═════ Listed records

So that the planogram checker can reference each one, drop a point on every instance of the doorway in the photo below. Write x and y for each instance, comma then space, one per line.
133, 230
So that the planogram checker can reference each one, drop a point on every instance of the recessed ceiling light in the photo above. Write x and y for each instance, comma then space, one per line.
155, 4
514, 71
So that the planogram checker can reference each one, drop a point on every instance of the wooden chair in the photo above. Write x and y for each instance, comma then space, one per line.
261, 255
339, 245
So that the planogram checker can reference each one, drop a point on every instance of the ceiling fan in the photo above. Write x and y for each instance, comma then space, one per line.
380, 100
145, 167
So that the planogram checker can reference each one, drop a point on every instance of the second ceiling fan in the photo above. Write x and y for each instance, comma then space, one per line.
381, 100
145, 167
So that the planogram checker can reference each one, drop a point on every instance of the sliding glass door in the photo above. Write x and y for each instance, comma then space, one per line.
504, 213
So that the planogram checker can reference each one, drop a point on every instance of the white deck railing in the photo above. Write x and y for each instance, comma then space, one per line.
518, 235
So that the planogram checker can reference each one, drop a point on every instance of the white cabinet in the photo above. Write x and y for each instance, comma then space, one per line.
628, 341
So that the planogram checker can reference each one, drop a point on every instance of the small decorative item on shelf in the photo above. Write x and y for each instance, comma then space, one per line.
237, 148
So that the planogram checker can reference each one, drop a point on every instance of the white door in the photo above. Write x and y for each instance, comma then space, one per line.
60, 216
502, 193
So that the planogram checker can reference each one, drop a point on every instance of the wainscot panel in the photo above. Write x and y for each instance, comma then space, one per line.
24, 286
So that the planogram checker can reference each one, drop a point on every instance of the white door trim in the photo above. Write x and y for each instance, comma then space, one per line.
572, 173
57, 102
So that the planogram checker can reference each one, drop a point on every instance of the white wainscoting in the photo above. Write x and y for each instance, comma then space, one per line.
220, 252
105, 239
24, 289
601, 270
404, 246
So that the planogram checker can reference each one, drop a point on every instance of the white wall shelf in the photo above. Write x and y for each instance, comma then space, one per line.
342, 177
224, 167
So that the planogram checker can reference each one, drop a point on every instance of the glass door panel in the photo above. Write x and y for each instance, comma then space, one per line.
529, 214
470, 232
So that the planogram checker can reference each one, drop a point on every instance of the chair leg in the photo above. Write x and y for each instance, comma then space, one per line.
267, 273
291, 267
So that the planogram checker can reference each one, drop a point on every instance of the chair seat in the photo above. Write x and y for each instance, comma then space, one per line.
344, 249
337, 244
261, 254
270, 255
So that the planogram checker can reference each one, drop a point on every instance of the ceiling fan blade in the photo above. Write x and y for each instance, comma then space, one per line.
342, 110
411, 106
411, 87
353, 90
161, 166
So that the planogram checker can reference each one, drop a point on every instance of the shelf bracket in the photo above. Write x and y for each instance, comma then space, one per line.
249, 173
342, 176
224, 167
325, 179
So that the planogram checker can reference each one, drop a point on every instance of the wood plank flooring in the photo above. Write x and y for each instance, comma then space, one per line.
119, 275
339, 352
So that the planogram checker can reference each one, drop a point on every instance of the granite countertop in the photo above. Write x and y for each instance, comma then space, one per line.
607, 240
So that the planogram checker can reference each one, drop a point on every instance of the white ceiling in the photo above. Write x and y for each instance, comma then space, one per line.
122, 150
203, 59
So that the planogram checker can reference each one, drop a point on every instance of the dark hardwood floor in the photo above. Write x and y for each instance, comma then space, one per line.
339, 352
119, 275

══════════

Instructions to follow: Reproduce the complete set of lines precisely as supplied.

Answer to the task:
So that the planogram checker can reference each one, drop a point on every instance of the doorway in the photo below. Write x and y for each instance, comma then space, one per line.
133, 230
So that the planogram checker can reference each one, drop a point on every instance of the recessed ceiling light in the photo above. Write x and y for each instance, comma then space, one per line.
155, 4
514, 71
So that the planogram checker can reference each one, drop a point on every instance of the wooden chair in the photo above. Write x and y for each instance, comma then space, one per line.
261, 255
339, 245
So that the planogram checker can reference each one, drop a point on every instance of the ceiling fan in the photo above. Write x and y for each instance, comma then space, one per line.
380, 100
145, 167
So that the planogram checker can reference each one, drop a point on every instance of the second ceiling fan in the photo above. Write x and y for each instance, comma then space, one per line.
381, 100
145, 167
So that the planogram checker can reference each one, drop a point on every instance of the sliding glass door in the photo above. Write x and y for each instance, comma then space, one per line.
504, 213
So that the planogram checker can reference each one, drop a point on every instance of the white deck railing in the photo above. Write x and y for each instance, comma then space, one per line.
518, 235
So that the planogram checker can reference each one, drop a point on every instance of the white cabinet in the photo above. Write x and y for each instance, comma then space, one per line.
628, 341
So that the planogram checker can reference each one, drop a point on every instance of the small decorative item on shelf in the photo above. Write x and y for each instance, comma then space, one per line.
237, 148
So that the planogram checker can reference each one, drop a point on every instance of the white door in the photo above. Write x and y for each instance, comma then space, one per line.
60, 216
502, 193
So that the planogram checker can reference each one, drop a point on every instance of the wainscot panel in the photo above. Write x and y for each instance, comma then space, one per line.
24, 286
So that the planogram checker can reference each one, drop a point on every instance of the white door trim in the photo above. Write x and y for each instance, comma then space, one per line.
572, 173
57, 102
So that the planogram checker can reference each one, drop a point on every instance of the white wainscoting in the photo above. Write x and y for each instance, comma then space, one per line.
220, 252
105, 239
24, 289
601, 270
404, 246
So that the planogram checker can reference each one, drop a point on every instance of the white wall shelf in the photo above. Write x and y for each instance, comma then space, one per line.
342, 177
224, 167
So that the planogram checker can reference each one, drop a point on every instance of the glass door panel in the photo above. Write x and y for each instance, comma then space, one per line.
529, 214
470, 232
So that the planogram checker can reference each one, drop a point on every instance of the chair leg in the photo above. Write x and y for each instance, comma then space, one per line.
267, 273
291, 267
So that the planogram checker can reference each one, drop a point on every instance of the chair seat in the photo above. Write x and y for each instance, comma then space, one per line.
344, 249
337, 244
261, 254
270, 255
So that the planogram checker can reference each one, drop a point on every instance of the ceiling fan blade in the photo above. Write x and y for each instance, comma then space, one per line.
342, 110
411, 106
411, 87
353, 90
161, 166
So that the planogram checker can reference each one, drop a point on every instance of the shelf bracket in the photo above. Write x and y for each instance, comma then space, one per line.
249, 173
342, 176
224, 167
325, 179
So that the planogram checker can reference each one, drop a point on every instance of the wood plank flooring in the photo above. Write x and y for each instance, comma then space, one per line.
119, 275
339, 352
So that the planogram checker can reference each one, drop a point on every instance of the granite countertop in the photo above. Write x and y for each instance, comma then space, one per line.
607, 240
So that the planogram checker can reference each one, drop a point on every instance of the white ceiling in the photo above. Write x and y for each instance, comma then space, one per line.
122, 150
203, 59
So that the planogram checker can reference each one, drop a point on every instance of the dark hardwood floor in the photo above. Write x and y for each instance, comma then space, one per line.
339, 352
119, 275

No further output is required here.